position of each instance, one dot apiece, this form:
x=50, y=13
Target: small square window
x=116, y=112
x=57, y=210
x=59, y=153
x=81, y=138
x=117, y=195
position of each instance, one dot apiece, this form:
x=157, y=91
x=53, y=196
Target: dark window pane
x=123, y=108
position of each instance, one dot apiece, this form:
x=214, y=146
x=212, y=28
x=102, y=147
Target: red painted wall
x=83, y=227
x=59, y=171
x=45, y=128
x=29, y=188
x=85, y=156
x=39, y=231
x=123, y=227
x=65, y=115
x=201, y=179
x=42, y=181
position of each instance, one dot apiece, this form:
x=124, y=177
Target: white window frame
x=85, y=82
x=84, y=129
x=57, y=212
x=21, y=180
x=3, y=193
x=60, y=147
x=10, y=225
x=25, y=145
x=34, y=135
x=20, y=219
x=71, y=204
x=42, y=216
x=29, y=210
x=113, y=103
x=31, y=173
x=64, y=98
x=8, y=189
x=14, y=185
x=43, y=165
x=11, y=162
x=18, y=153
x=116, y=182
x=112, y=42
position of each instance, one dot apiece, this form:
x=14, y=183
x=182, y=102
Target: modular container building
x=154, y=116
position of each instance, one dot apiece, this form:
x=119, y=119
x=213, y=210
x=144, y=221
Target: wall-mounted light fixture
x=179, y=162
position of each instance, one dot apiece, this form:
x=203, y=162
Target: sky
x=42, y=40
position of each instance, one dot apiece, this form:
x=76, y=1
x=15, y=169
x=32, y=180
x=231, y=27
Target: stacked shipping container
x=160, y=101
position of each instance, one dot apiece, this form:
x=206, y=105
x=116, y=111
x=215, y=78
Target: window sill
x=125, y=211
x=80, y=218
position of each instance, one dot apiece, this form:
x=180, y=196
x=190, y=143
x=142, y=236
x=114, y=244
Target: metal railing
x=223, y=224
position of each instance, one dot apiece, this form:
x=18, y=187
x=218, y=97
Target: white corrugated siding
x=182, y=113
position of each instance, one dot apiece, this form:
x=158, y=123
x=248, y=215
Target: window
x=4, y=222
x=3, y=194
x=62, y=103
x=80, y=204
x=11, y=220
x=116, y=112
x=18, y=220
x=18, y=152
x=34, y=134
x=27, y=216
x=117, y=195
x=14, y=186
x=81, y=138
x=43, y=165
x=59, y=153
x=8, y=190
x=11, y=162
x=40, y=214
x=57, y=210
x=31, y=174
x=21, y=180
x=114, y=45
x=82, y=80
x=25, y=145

────────────────────

WHAT THE TASK REQUIRES> Which of the lines above contain the string "Target" with the same capitalization? List each of those lines in full.

WRITTEN ANSWER>
Target: small square window
Target: dark window pane
Target: red painted wall
Target: white window frame
Target: modular container building
Target: wall-mounted light fixture
Target: sky
Target: stacked shipping container
Target: window sill
Target: metal railing
Target: white corrugated siding
Target: window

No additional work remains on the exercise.